:: DOCUMENT EXCERPT

The Congress is a 2013 live-action/animated science-fiction drama film written and directed by Ari Folman, based on Stanisław Lem's 1971 Polish science-fiction novel The Futurological Congress. The film premiered at the 2013 Cannes Film Festival on 15 May 2013. Independent film distributor Drafthouse Films announced, along with Films We Like In Toronto, their co-acquisition of the North American rights to the film and a US theatrical and VOD/digital release planned for 2014.

Plot
Robin Wright is an aging actress with a reputation for being fickle and unreliable that prevents her from getting a lot of roles. Her son, Aaron, suffers from Usher syndrome, which is slowly destroying his sight and hearing. With the help of Dr. Barker, Robin barely manages to stave off the worst effects of her son's decline, although his condition is sliding into its terminal stage.

Robin's longtime agent Al takes her to meet Jeff Green, the CEO of Miramount Studios, a film studio that offers to buy her likeness and digitize her into a computer-animated version of herself. Realizing she may be unable to find future work with the emergence of this new technology, Robin agrees to do it for a hefty sum of money. She is also forced to promise never to act again. After her body is digitally scanned, the studio is able to make films starring her, using only computer-generated characters. Robin's virtual persona becomes the star of a popular film franchise, Rebel Robot Robin.

Twenty years later, Robin travels to Abrahama City, where she will speak at the "Futurological Congress", Miramount's entertainment conference. Abrahama City is an animated, surreal utopia that is created from figments of people's imaginations, where anyone can become an animated avatar of themselves, but are required to use hallucinogenic drugs to enter a mutable illusory state. While discussing her new contract with Jeff, Robin learns that the studio has developed a new technology that will allow anyone to devour her or possibly transform themselves into her. Robin agrees to the deal, but has a crisis of conscience, believing that no one should be turned into a product.

::::

#### EXERCISES:
A. Translate this sentence from the article on the film The Congress into Spanish: "Robin's virtual persona becomes the star of a popular film franchise, Rebel Robot Robin."
B. Answer these questions from the article on the film The Congress:
(i) At which festival did the film premiere, and on what date?
(ii) What condition does Robin's son Aaron suffer from?
(iii) What is the name of Miramount's entertainment conference in Abrahama City?
C. Write the next part of the article on the film The Congress, continuing its plot summary after the last sentence shown.

:: RECORDS SUPPLIED

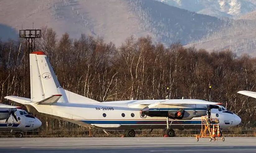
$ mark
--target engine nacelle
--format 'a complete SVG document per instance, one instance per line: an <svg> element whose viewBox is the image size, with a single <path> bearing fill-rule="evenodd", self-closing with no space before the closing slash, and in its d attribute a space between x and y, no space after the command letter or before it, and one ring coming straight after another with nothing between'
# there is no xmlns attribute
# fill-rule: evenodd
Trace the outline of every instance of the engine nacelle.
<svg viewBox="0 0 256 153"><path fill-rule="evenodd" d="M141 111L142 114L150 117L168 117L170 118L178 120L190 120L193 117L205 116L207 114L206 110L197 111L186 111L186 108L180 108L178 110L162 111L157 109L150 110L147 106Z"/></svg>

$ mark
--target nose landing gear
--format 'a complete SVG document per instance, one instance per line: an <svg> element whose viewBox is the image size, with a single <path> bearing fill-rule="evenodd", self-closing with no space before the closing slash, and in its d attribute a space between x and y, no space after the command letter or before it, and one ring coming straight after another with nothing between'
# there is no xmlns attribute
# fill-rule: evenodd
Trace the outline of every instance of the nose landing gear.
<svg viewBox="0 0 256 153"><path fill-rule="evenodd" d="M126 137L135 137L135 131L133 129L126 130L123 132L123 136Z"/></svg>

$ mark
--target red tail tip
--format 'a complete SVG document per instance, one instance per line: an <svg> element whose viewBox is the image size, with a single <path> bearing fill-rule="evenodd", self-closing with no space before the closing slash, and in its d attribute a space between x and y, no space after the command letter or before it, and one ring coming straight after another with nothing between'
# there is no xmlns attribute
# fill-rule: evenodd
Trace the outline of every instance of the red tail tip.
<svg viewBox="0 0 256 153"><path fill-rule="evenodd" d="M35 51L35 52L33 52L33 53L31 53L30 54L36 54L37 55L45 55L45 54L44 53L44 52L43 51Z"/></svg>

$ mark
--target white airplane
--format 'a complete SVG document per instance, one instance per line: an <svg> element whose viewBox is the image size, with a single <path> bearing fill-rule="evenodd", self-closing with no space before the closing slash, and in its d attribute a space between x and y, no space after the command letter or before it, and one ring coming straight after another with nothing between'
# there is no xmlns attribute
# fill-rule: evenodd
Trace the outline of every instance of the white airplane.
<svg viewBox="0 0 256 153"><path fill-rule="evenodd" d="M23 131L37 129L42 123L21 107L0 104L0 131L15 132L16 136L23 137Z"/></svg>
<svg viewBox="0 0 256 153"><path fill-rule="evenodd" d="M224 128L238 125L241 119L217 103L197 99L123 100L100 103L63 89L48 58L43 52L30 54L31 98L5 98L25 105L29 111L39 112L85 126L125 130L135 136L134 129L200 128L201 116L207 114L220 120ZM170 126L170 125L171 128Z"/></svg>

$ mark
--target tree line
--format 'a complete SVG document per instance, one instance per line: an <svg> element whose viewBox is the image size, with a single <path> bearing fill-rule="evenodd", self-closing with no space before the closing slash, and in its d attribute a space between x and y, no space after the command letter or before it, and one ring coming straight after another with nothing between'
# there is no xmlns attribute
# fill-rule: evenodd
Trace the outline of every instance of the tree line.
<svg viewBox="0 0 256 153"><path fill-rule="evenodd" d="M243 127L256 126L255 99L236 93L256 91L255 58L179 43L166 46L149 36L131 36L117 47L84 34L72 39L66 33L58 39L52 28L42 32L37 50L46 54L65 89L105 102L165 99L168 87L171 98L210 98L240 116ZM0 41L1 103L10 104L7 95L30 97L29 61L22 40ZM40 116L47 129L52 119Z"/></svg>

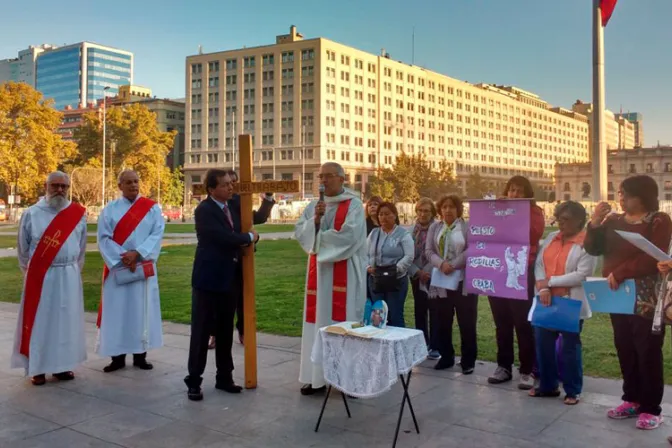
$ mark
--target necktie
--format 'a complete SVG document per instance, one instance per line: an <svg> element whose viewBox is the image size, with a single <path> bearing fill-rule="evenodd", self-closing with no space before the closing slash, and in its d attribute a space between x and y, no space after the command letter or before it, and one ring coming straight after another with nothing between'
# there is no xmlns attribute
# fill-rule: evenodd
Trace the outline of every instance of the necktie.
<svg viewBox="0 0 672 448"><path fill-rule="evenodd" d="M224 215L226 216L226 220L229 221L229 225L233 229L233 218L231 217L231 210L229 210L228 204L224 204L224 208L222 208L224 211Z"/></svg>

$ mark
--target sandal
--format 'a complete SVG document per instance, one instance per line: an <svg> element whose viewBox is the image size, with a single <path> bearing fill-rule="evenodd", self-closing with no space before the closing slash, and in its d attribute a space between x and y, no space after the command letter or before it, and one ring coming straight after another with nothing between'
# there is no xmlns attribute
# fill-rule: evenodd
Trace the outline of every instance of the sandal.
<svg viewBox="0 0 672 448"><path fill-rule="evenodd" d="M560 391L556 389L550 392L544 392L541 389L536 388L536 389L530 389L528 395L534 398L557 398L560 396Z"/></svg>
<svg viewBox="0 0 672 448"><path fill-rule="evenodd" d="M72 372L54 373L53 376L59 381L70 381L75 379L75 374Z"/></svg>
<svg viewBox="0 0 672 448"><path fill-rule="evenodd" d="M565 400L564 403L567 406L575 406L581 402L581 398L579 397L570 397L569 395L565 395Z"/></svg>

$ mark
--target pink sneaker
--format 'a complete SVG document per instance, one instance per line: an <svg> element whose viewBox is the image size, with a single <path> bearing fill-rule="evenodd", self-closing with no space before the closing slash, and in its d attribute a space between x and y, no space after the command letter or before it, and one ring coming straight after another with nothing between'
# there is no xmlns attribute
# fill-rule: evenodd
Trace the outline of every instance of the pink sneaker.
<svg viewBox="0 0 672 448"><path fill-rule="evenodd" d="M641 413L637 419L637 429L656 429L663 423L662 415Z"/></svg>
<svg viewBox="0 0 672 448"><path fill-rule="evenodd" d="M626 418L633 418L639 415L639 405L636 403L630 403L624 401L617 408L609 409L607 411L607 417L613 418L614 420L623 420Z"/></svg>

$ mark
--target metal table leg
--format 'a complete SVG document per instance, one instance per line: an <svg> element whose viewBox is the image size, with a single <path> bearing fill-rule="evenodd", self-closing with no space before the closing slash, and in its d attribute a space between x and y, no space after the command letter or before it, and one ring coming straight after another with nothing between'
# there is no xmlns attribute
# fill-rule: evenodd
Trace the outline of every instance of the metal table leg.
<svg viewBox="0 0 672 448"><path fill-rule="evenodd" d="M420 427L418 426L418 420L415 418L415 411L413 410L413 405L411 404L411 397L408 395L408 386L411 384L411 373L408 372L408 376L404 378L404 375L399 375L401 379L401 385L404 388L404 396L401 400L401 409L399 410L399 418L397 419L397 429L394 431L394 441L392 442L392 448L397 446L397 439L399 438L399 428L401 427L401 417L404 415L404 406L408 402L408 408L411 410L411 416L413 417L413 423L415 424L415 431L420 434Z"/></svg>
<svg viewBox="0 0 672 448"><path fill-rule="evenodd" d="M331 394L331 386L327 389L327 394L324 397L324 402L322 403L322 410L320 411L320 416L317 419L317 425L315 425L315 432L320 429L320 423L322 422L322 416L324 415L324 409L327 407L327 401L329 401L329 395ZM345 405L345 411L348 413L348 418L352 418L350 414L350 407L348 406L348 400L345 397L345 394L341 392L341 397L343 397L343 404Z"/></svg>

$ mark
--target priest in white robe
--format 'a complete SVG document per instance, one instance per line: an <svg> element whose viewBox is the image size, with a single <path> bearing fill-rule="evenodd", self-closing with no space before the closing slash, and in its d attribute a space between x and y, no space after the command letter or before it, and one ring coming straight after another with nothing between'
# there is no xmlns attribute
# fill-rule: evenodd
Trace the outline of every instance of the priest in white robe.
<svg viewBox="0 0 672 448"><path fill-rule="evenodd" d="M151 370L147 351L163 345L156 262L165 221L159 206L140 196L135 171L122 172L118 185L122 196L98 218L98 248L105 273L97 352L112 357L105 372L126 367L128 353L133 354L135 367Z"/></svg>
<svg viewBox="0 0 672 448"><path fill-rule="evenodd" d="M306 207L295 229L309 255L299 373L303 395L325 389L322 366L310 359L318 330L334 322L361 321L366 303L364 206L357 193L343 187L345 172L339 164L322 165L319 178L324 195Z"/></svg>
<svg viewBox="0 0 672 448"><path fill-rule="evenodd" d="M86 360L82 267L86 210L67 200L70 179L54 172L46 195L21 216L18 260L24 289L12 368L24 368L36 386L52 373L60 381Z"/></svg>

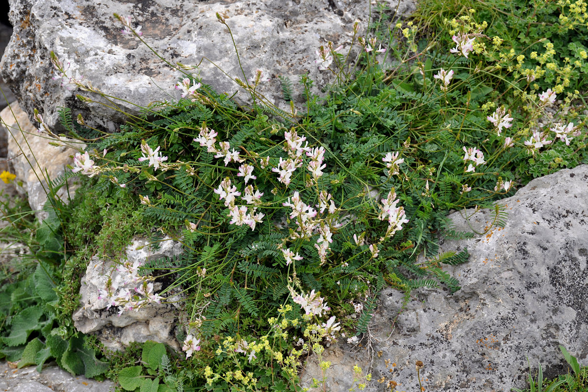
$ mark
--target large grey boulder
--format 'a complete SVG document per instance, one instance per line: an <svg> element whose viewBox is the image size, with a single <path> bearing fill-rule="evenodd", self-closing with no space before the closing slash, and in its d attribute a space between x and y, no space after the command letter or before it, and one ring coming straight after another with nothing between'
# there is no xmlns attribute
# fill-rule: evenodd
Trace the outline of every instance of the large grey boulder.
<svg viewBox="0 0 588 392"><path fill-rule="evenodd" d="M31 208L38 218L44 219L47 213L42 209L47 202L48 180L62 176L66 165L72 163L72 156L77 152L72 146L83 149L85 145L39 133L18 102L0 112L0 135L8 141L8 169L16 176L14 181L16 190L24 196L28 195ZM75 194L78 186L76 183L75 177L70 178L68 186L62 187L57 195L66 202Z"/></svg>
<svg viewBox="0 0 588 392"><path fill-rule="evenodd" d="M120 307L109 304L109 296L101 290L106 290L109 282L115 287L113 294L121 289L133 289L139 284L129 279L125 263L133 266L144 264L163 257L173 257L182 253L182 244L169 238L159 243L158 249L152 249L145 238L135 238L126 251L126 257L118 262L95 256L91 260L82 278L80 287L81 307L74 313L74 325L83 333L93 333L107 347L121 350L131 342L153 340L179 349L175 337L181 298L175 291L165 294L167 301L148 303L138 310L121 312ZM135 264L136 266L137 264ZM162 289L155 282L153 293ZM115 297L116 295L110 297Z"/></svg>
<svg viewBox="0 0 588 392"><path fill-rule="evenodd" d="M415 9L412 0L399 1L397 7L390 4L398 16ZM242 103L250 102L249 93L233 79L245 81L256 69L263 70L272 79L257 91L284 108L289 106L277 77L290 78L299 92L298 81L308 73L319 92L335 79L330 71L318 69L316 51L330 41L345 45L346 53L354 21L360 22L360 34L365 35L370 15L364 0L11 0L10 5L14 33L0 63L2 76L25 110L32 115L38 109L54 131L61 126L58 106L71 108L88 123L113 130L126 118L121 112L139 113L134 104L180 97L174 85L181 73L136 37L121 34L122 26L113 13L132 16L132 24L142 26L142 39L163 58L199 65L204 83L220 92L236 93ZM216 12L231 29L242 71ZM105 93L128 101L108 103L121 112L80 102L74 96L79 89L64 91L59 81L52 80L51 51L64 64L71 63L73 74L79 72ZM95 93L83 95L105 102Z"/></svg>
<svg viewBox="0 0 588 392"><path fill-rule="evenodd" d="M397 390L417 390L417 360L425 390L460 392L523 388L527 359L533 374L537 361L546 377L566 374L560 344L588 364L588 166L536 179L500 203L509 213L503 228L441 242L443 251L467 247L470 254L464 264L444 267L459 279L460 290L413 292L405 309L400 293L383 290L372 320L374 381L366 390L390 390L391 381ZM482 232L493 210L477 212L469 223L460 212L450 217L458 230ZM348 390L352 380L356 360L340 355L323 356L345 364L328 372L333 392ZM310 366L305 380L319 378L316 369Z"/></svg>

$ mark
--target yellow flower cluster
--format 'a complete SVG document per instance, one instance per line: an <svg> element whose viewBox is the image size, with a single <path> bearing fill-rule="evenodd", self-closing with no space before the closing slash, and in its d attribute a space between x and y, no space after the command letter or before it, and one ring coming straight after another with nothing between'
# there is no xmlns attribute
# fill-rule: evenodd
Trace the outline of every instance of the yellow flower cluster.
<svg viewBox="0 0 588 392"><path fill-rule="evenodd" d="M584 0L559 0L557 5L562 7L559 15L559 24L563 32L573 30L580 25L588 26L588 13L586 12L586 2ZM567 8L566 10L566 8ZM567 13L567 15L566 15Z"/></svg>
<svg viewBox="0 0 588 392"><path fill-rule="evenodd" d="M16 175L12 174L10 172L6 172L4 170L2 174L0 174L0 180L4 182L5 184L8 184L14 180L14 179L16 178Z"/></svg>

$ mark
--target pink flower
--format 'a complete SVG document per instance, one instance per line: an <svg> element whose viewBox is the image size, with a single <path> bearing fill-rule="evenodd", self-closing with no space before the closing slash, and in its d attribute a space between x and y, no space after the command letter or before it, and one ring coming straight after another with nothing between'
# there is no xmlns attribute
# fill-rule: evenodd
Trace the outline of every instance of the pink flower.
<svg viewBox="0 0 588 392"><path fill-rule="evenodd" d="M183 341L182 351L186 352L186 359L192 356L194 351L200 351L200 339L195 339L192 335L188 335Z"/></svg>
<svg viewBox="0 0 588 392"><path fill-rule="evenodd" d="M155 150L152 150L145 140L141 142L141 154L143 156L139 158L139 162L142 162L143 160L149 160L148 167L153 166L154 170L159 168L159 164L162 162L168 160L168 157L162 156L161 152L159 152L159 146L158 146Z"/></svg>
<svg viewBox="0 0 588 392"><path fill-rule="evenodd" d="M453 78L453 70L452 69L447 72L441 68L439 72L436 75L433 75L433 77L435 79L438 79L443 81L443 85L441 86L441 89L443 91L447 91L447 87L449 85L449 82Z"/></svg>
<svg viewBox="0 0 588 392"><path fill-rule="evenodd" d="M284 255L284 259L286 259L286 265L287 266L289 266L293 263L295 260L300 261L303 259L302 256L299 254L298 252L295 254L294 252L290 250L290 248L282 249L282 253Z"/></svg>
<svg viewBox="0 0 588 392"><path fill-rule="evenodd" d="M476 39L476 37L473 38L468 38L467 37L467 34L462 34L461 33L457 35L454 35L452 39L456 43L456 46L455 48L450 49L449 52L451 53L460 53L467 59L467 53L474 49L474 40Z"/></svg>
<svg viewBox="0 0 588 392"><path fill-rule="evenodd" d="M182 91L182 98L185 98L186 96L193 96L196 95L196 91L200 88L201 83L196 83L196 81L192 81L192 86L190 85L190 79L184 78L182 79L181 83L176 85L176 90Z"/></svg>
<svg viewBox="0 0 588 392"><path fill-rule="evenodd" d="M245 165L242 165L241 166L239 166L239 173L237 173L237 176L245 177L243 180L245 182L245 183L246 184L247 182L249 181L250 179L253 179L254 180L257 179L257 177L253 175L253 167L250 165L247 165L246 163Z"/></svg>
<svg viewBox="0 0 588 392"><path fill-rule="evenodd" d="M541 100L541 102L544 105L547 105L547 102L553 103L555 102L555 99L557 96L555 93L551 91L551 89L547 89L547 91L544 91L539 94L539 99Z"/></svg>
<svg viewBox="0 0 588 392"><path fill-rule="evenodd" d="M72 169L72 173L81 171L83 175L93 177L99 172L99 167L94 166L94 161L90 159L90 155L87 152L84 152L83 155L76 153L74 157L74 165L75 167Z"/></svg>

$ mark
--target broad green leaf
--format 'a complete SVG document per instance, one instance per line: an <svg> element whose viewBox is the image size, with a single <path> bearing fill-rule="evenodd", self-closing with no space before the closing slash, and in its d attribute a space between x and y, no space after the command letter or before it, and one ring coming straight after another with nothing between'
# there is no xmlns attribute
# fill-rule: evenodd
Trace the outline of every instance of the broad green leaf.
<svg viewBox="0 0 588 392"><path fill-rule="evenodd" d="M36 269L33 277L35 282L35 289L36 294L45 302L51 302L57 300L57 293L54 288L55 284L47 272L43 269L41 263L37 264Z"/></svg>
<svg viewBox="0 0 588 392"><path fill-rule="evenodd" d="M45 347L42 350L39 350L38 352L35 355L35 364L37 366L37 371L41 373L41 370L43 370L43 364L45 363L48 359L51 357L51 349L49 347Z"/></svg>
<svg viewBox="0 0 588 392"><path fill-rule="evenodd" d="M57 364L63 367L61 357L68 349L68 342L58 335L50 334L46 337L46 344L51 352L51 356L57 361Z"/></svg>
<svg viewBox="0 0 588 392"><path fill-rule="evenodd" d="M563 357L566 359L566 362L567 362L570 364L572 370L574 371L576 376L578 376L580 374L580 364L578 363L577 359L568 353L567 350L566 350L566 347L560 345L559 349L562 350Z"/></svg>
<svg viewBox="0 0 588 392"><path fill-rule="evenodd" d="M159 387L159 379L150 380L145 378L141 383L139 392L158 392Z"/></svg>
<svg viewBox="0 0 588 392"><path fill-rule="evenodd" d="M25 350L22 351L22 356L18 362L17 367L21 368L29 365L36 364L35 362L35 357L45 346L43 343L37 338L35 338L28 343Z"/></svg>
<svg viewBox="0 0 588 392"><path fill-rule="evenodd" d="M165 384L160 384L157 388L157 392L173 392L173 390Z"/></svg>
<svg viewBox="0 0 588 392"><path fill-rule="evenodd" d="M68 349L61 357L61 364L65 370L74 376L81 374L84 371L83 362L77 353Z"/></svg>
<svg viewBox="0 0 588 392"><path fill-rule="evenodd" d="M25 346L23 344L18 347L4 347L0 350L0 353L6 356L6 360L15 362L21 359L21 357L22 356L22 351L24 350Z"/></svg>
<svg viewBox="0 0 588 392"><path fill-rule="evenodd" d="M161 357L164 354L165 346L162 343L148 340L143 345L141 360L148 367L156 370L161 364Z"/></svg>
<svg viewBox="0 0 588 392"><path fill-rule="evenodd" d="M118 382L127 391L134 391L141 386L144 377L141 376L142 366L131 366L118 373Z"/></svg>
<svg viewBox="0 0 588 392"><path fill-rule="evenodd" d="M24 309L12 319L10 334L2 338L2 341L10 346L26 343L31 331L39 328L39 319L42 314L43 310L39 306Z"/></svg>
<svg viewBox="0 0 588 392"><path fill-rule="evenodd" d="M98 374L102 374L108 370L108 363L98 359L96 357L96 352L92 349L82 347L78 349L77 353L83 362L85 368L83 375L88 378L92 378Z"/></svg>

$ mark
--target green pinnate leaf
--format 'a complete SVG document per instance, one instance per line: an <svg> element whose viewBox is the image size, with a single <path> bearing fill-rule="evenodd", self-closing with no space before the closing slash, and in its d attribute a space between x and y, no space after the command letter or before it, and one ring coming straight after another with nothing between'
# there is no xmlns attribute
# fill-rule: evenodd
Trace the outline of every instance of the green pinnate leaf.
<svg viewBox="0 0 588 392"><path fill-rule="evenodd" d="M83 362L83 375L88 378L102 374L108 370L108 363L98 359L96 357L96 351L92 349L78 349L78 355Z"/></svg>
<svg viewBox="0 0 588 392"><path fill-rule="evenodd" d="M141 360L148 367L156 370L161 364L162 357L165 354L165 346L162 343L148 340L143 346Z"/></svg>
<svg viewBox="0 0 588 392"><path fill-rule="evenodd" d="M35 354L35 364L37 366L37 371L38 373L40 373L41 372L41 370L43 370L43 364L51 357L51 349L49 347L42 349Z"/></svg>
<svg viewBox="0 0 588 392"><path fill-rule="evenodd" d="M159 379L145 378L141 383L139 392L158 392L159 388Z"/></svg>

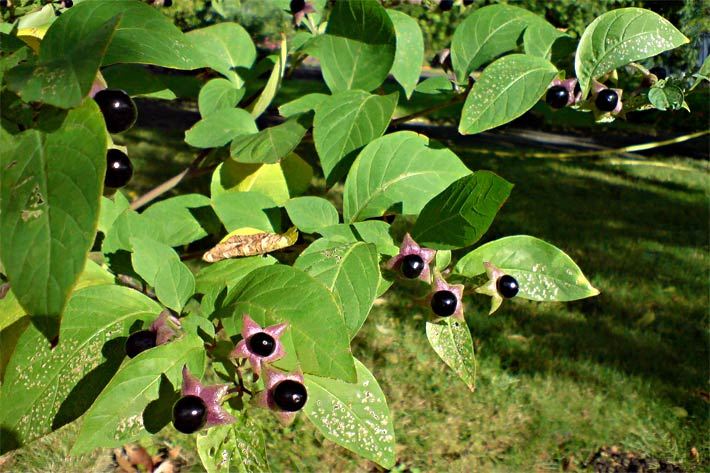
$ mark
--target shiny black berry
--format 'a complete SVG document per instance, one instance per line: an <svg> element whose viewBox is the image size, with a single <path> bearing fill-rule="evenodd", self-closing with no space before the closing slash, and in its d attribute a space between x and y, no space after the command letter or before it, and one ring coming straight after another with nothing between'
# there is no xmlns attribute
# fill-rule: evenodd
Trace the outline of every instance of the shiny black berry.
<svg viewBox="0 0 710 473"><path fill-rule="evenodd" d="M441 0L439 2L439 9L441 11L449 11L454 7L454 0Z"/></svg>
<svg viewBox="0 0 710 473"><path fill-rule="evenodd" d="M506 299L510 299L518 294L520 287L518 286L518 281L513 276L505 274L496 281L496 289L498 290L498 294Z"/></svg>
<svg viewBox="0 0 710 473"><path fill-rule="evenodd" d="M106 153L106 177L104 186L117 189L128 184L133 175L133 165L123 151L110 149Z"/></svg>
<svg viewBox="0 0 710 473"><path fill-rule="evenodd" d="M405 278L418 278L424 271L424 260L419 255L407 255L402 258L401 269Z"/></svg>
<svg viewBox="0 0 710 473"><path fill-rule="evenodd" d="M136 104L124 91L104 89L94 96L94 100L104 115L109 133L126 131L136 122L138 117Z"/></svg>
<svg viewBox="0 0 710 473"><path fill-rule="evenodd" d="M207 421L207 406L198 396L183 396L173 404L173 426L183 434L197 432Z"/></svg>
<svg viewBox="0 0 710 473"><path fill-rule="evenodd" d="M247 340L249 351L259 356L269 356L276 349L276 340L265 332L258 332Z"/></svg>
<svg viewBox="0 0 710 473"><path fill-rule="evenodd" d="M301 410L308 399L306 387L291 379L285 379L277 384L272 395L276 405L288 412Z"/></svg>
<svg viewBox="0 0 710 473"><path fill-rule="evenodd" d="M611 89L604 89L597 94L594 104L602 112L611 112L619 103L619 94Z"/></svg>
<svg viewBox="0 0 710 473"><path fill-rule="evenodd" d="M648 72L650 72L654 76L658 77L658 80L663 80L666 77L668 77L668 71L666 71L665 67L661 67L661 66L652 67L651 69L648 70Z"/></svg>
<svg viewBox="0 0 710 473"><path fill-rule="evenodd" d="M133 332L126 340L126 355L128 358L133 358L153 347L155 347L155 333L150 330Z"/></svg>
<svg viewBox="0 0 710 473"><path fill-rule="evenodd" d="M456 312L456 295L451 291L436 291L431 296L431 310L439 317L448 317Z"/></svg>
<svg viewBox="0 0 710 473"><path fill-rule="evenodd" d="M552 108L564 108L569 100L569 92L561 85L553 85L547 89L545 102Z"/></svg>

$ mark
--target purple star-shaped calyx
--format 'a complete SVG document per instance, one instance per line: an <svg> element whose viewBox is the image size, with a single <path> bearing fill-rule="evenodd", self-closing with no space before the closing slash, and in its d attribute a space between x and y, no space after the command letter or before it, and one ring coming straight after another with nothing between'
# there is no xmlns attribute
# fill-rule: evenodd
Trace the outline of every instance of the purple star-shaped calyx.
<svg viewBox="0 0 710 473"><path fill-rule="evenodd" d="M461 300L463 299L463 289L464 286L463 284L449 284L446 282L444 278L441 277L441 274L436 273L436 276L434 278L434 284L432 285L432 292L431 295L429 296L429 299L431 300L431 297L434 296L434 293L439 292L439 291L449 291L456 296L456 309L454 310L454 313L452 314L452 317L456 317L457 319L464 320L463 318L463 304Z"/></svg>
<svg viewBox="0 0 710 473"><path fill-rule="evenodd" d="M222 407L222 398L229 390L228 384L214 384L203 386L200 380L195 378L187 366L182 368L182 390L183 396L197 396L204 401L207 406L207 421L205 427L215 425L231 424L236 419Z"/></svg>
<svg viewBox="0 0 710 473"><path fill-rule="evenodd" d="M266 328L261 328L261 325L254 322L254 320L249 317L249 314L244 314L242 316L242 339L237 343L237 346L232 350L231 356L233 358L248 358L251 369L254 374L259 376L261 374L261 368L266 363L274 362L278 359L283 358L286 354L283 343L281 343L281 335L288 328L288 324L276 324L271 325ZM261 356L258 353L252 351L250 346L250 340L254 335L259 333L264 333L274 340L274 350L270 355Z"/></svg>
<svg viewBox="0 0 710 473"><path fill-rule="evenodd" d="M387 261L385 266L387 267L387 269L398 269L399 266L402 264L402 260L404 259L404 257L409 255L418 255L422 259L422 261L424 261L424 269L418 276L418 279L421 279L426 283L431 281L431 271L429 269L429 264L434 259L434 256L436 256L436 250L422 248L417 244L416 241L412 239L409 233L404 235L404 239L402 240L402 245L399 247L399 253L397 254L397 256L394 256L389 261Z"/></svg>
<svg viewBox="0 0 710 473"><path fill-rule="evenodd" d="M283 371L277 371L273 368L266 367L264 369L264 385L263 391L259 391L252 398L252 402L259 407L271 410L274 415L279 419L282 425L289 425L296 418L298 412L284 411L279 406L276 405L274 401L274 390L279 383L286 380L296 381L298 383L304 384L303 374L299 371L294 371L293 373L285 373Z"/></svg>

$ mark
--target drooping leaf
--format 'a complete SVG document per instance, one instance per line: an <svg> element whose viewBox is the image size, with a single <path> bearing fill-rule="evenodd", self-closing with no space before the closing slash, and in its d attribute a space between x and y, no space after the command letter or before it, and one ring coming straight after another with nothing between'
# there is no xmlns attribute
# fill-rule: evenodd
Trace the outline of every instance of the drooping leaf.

::::

#### ANSWERS TO THE PROBLEMS:
A. El personaje virtual de Robin se convierte en la estrella de una popular franquicia cinematográfica, Rebel Robot Robin.

B.
(i) The 2013 Cannes Film Festival, on 15 May 2013.
(ii) Usher syndrome.
(iii) The "Futurological Congress".

C.
At the Congress, Robin publicly voices her contrary views, upsetting everyone there. Shortly afterwards, the Congress is interrupted by a group of rebels ideologically opposed to the technology industry. They assassinate the head of the Congress. During the attack, Robin is rescued by Dylan Truliner, who was Miramount's lead animator for her films. They escape, but she is soon captured by "Miramount Police" where Robin is later executed by Jeff as a punishment for rebelling against Miramount and the Congress. Still in this animated world, Robin is shown on a hospital bed, while doctors discuss her case. One doctor reveals that when Robin was found, she pleaded with her rescuers to execute her. The doctors decide that Robin has become so intoxicated by the hallucinogen that she must be frozen until a treatment for her condition can be found.

Twenty years further on, Robin is revived in the animated world. She reunites with Dylan, who tells her that technology has improved so that anything is possible. People can take on whatever form they wish and the ego no longer exists. Dylan and Robin fall in love and take a journey through a colorful imaginary world. However, Robin is still desperate to return to the real world and be with her son, Aaron. The only way to do that is using a suicide capsule that Dylan was given by Miramount, as his reward for twenty years of service. He gives it to Robin.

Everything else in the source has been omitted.